++++ RECORDS FOR THIS EXERCISE ++++

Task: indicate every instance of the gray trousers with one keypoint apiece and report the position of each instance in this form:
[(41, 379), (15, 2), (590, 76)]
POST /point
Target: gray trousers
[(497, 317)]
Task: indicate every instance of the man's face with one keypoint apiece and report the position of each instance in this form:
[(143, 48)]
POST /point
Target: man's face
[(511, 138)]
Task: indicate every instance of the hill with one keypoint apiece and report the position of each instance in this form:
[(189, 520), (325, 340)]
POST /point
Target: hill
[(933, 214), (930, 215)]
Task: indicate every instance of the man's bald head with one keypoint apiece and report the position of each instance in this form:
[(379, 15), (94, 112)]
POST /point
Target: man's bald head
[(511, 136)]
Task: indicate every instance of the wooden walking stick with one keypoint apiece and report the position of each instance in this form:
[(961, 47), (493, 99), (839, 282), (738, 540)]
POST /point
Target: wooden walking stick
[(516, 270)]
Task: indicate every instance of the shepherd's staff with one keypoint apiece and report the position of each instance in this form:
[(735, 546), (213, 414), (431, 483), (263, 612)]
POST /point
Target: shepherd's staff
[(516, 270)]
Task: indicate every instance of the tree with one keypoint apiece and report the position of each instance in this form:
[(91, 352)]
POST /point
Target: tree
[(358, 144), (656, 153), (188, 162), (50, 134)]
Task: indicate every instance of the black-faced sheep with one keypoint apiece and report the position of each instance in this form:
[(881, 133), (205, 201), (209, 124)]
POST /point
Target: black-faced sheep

++++

WHAT IS BEING ASKED:
Format the lines starting at the one containing "Task: indicate every instance of the black-faced" and ending at the last line of the listing as a Markdown table with the columns Row and Line. Number each row and leave out any blank lines.

THE SOLUTION:
| Row | Line |
|---|---|
| 1 | Task: indicate every instance of the black-faced sheep with one keypoint apiece and report the position of each instance in this form: |
| 2 | [(881, 133), (205, 201), (209, 124)] |
| 3 | POST /point |
| 4 | Target: black-faced sheep |